▸ **Your instructions**
Set down word for word the part of the material that runs from its first line through the line containing "210, 58, 448, 335", both ends included. Leave the pictures out.

▸ **Information supplied**
━━━━
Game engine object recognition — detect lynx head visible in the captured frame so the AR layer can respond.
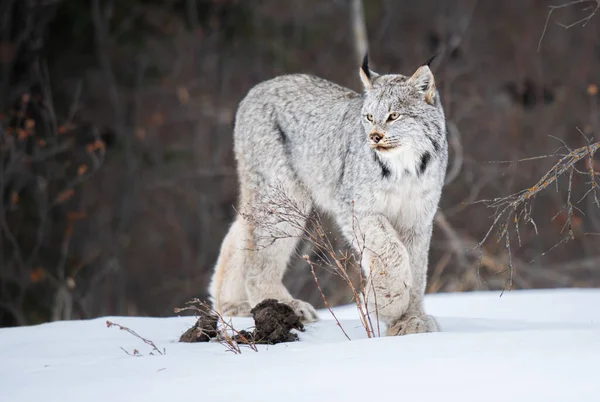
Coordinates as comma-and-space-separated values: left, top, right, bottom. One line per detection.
359, 56, 446, 173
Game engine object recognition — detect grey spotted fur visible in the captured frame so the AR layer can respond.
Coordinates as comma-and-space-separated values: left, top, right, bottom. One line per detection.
210, 58, 448, 335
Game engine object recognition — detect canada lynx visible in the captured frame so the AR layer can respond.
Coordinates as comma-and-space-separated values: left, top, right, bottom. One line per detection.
210, 57, 448, 335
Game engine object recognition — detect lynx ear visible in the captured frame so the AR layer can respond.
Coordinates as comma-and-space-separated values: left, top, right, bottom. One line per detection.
358, 53, 379, 90
408, 65, 435, 105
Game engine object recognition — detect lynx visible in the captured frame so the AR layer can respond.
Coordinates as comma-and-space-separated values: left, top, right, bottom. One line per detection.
━━━━
▸ **Full answer**
Game engine object recognition — detect lynx head visible in the captured frame so the AR layer can respond.
Coordinates as comma-and-space-separated values: left, top, right, bottom. One line per detection.
359, 56, 446, 173
Game engine object recognition — detect grey spotted fur visible in the captured frame so the AR layer can respond.
Coordinates as comma-and-space-separated values: left, top, right, bottom. One line per detection.
210, 58, 448, 335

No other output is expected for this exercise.